任务目标> 逐字重写下面关于汽车作业排序的摘录全文，不增不减。

摘录>

Of course, there's a lot of work to do, and you have decided that it's getting too much. Therefore you want to have the various jobs like painting, interior decoration and so on done by garages. Unfortunately, those garages are very specialized, so you need different garages for different jobs. More so, they tend to charge you the more the better the overall appearance of the car is. That is, a painter might charge more for a car whose interior is all leather. As those "surcharges" depend on what job is done and which jobs have been done before, you are currently trying to save money by finding an optimal order for those jobs.
Problem
Individual jobs are numbered 1 through n. Given the base price p for each job and a surcharge s (in US$) for every pair of jobs (i, j) with i != j, meaning that you have to pay additional $s for job i, if and only if job j was completed before, you are to compute the minimum total costs needed to finish all jobs.

存储记录>
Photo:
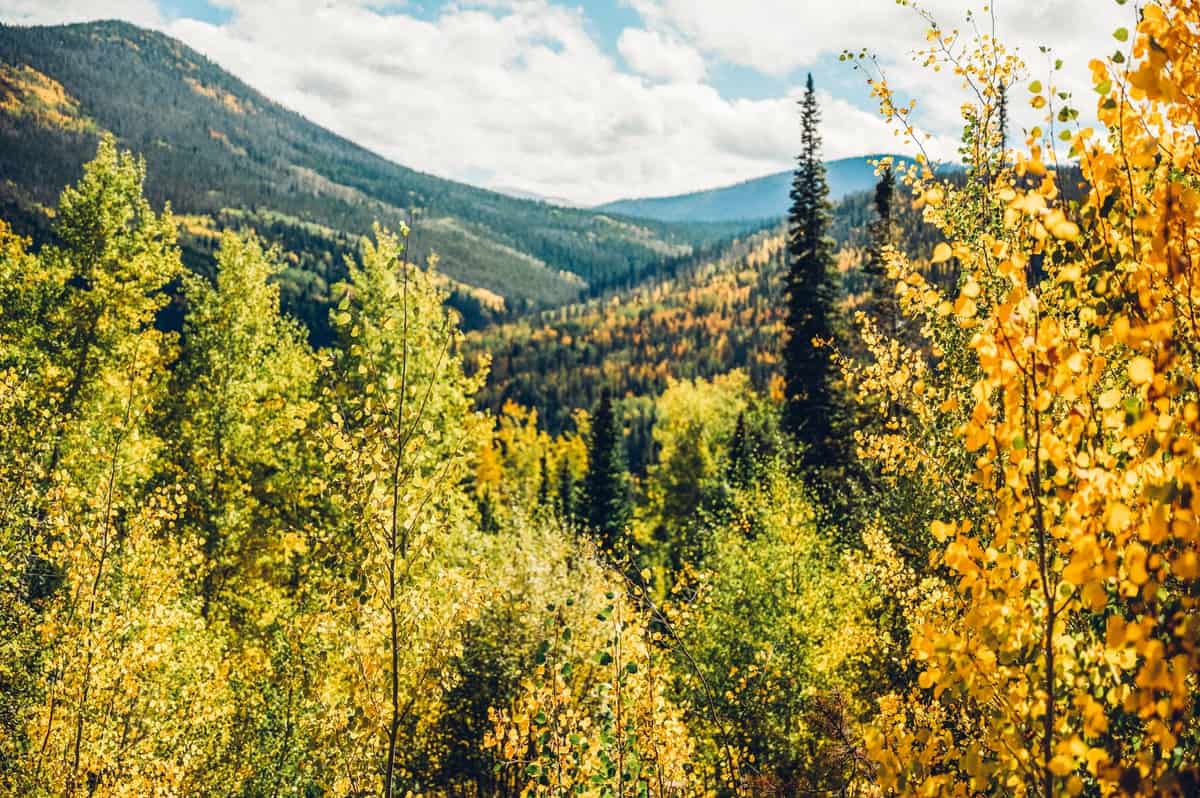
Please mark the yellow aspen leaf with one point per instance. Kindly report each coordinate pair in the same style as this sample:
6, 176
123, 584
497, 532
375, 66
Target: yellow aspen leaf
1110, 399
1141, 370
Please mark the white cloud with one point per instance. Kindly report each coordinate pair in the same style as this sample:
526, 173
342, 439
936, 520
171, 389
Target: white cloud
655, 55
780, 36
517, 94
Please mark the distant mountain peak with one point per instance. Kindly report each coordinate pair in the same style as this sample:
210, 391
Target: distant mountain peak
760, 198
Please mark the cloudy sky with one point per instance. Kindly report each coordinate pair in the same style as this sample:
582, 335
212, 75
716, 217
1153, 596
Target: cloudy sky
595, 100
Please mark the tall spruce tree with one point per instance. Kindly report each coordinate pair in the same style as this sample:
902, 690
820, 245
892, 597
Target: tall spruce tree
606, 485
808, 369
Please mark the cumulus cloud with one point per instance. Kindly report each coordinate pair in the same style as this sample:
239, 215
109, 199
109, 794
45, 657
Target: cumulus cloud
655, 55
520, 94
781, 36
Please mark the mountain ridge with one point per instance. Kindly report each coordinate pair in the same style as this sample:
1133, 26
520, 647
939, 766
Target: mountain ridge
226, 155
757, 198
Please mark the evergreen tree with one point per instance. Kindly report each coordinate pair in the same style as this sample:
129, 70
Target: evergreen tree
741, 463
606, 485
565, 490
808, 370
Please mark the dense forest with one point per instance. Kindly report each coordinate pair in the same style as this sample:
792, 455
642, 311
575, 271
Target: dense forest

输出如下>
Of course, there's a lot of work to do, and you have decided that it's getting too much. Therefore you want to have the various jobs like painting, interior decoration and so on done by garages. Unfortunately, those garages are very specialized, so you need different garages for different jobs. More so, they tend to charge you the more the better the overall appearance of the car is. That is, a painter might charge more for a car whose interior is all leather. As those "surcharges" depend on what job is done and which jobs have been done before, you are currently trying to save money by finding an optimal order for those jobs.
Problem
Individual jobs are numbered 1 through n. Given the base price p for each job and a surcharge s (in US$) for every pair of jobs (i, j) with i != j, meaning that you have to pay additional $s for job i, if and only if job j was completed before, you are to compute the minimum total costs needed to finish all jobs.